:: SELECTED EXCERPT ::
Malcolm Richards is an independent doctoral research with the Graduate School of Education at the University of Exeter: https://eprofile.exeter.ac.uk/malcolmrichards/

 

 

 

Camille London-Miyo is a PhD researcher with the Stephen Lawrence Research Centre De Montfort University, Leicester: https://www.dmu.ac.uk/research/centres-institutes/stephen-lawrence-research-centre/team.aspx

In the period following the murder of George Floyd (r.i.p) and the subsequent Movement for Black Lines protests across the United Kingdom between March and June 2020 (fire bun Colston), there has been renewed interest in the educational experiences of Black students, families, and educators. Here, Black (with ‘B’ capitalized) denotes peoples, cultures, knowledge, and communities of the African and African-Caribbean diaspora. Within this recent interest convergences, a variety of education institutions have sought to highlight their commitment to equality, diversity, inclusion, and anti-racist practices. Others have sought to ‘double down’ on their belief that institutional racism does not exist – or they can find no evidence to prove it. These are inevitably preoccupied with (small-c) conservative themes of migration, integration, and assimilation – though arguably grounded in (big-C) colonial and colonizing principles.

We maintain that the living experiences of Black educators have always offered a unique and central perspective in “exposing the tacit nature of racism and marginalisation in education” (Tembo, 2021).  Decades before ‘Small Axe’ (McQueen, 2020) and ‘Uprising (McQueen, 2021), Black and anti-racist educators have drawn upon the legacy work of social movements which were instrumental to the educational advances made across our educational community. A long and extensive history of educational discourse across Black communities has directly informed these movements, which has centring perspectives and lived experience providing valuable insights about the roles of equity and race in education (Andrews and Palmer, 2016). Some seminal works, such as “How the West Indian Child is made Educationally Subnormal by the British Education System” (Coard, 1971/2021) are becoming important reference points for new generations of educators and referenced widely within the teaching education and development profession. Other books have had recent reissues, such as Beryl Gilroy’s “Black Teacher” (1976/2021) or Heart of the Race (Bryan et.al., 1985/ 2018), and place the importance of the vital contribution’s Black women centrally. There are so many other examples. We suggest that Black educators have long always formed part of a critical pedagogy, which is rooted in love, care and understanding for all. Yet within our respective universities, as we sought reading lists, academic events, and expertise to help us on our emerging academic endeavours, we found an absence of course content related to the experiences of Black educators. Instead, we were subjected to academic experiences which appeared, despite the best intentions of colleagues, rooted in deficit theorizing, or reduced into institutional pedagogical responses characterised as “the three S’s: saris, samosas, and steel bands” (Troyna, 1987). We had so many questions: how can emerging academics place centrally the counter-stories of Black educators who have directly influenced our academic works? Where can academics and educators engage with the significant research, teaching, resources, activism, community education and transformative practices which has emerged from Black educators and Black education spaces? What is this black in Black education, and who is this black in Black Educators?

:: MATERIAL SHOWN ::

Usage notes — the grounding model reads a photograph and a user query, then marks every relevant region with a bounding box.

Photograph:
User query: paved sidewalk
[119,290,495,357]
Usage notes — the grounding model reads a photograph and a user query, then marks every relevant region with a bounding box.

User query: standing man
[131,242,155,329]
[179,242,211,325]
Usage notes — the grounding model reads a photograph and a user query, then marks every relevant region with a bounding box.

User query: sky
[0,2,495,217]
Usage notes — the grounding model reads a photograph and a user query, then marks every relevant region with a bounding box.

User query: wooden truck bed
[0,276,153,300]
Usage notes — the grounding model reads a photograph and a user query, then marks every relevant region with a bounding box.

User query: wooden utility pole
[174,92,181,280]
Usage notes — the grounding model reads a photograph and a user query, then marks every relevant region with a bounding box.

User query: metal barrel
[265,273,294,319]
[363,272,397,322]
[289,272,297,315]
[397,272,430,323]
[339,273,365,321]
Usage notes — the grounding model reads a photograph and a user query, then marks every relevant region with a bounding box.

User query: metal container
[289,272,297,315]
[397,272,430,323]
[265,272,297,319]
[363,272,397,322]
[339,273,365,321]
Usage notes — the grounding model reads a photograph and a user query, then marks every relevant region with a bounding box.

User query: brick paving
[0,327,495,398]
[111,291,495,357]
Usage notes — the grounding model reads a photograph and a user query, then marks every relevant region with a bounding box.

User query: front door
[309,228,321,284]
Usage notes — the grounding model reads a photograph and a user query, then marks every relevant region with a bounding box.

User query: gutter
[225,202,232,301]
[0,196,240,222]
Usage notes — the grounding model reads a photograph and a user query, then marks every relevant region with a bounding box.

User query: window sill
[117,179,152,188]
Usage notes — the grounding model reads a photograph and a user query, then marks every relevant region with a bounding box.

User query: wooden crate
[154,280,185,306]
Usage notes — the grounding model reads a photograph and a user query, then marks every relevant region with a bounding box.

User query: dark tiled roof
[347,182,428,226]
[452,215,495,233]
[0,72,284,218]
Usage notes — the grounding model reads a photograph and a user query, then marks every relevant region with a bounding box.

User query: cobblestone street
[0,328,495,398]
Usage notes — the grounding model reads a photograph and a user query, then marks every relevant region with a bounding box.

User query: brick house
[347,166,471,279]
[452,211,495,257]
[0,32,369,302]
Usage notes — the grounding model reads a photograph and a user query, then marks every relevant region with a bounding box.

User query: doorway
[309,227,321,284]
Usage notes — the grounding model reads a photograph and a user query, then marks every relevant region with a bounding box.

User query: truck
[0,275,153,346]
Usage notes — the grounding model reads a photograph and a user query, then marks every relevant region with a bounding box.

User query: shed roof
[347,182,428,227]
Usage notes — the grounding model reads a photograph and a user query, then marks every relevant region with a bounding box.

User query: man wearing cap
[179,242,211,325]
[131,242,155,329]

:: PROBLEM TO WORK ON ::
Pick up the piece on Black educators in British education after its final question and carry it forward.

:: RESULT FOR THIS EXERCISE ::
Our response was small, but important. We created the Black Educators Book Club to encourage a intercultural, interdisciplinary space where colleagues can critically engage with such enquiries, while also centring, honouring, celebrating, and valuing some of the collective community praxis which we believe has emerged from it. The Black Educators Book Club is a virtual monthly lunchtime book club is open to staff, students, and professional service members at University of Exeter and De Montfort University, members, and affiliates of the Stephen Lawrence Research Centre (SLRC) and Race, Ethnicity and Education Network (REEN), as well as education staff in schools, colleges, academies, and other educational organisations.  In the words of our friend, colleague and first BEBEC guest, Zahra Bei (2021), our hope is to honour the “legacy works” of knowledge production, praxis and peoples which recognise that Black educators have little alternative but to be transformative (Osler,1997) in their practices.

#BEBC2021 Readings:

  • #1 – How the West Indian Child Is Made Educationally Subnormal by The British Education System by Bernard Coard (1971/2021)
  • #2 – Spaces and Places of Black Educational Desire: Rethinking Black Supplementary Schools as a New Social Movement by Professor Heidi Mirza and Professor Diane Reay’ (2000)
  • #3 – Black Male Teachers, White Education Spaces: Troubling School Practices of Othering and Surveillance by Dr Christine Callender (2019)
  • #4 – Visible and Invisible Barriers: the impact of racism on BME teachers by Dr Zubaida Haque and Sian Elliott (2017)
  • #5 – What is this Black in popular black culture? by Professor Stuart Hall (1993)

References: 

Andrews, K. & Palmer, L. eds. (2016). Blackness in Britain, 1st edition, Routledge.

Bryan, B., Dadzie, S. & Scafe, S. (1985). The Heart of the Race: Black Women’s Lives in Britain. London: Virago.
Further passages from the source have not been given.